Dataset excerpts
■ ■ ■ ■ ■

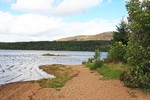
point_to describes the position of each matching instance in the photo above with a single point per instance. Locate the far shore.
(86, 85)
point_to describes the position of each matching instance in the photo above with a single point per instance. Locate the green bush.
(95, 62)
(117, 53)
(139, 74)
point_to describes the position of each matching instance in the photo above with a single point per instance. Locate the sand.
(86, 85)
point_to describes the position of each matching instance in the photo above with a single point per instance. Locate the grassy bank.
(62, 73)
(112, 70)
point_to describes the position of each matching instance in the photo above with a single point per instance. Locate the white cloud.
(29, 27)
(55, 7)
(6, 1)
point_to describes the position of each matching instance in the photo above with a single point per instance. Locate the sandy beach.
(86, 85)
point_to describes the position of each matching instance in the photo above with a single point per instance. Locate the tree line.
(132, 45)
(58, 45)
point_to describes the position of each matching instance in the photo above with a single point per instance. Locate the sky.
(48, 20)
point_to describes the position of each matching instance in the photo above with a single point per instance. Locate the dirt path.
(86, 86)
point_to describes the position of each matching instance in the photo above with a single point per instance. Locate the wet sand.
(85, 86)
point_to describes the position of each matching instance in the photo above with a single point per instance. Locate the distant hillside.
(101, 36)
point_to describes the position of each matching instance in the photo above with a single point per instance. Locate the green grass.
(61, 73)
(57, 82)
(48, 54)
(112, 70)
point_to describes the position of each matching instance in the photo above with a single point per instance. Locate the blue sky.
(47, 20)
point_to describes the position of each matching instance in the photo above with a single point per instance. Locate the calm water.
(23, 65)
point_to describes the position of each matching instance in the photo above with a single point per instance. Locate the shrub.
(117, 52)
(139, 74)
(95, 62)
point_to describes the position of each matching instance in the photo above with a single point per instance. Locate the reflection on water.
(22, 65)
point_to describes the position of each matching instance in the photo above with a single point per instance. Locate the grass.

■ ■ ■ ■ ■

Return the entries above exactly and in full; do not include images.

Solution to the problem
point_to describes the position of each matching instance in the photo above with a single point per instance. Locate the far shore.
(86, 85)
point_to describes the position of each matching instance in the photo above with a single point per instance. Locate the green bush.
(95, 62)
(117, 53)
(139, 74)
point_to describes the position of each matching instance in the photo above with a single point per instance. Locate the sand.
(86, 85)
point_to describes the position of each matching instance in the photo above with a single point per instance. Locate the grassy bank.
(62, 73)
(112, 70)
point_to describes the position of each matching instance in the photo above with a single point per instance. Locate the white cloud.
(29, 27)
(55, 7)
(6, 1)
point_to describes the position of each matching instance in the photo above with a single point per instance. Locate the sandy beach.
(86, 85)
point_to describes the position of each matching instance in the photo above with a single point per instance. Locate the tree line.
(132, 45)
(58, 45)
point_to describes the position of each matching instance in the photo above with a single point per instance. Locate the sky.
(48, 20)
point_to describes the position of each matching instance in the photo above with a single point per instance. Locate the dirt path.
(86, 86)
point_to describes the position of each matching instance in the photo above with a single point per instance. Locate the wet sand.
(85, 86)
point_to describes the position of each matching instance in the photo above with a single point per instance. Locate the distant hillside.
(101, 36)
point_to describes the position of each matching instance in the photo above with a single point per instance. Locate the green grass.
(61, 73)
(57, 82)
(48, 54)
(112, 70)
point_to describes the position of each matching instance in the photo above with a single point per instance. Locate the blue sky.
(47, 20)
point_to describes the position of each matching instance in the photo above with a single point per instance. Locate the calm water.
(23, 65)
point_to describes the position of each matching instance in the photo above with a single point per instance. Locate the shrub.
(117, 52)
(139, 74)
(95, 62)
point_to describes the position of each matching instance in the photo above with a single point per instance. Locate the reflection on water.
(22, 65)
point_to describes the position of each matching instance in the photo above with a single point per instance. Locate the grass.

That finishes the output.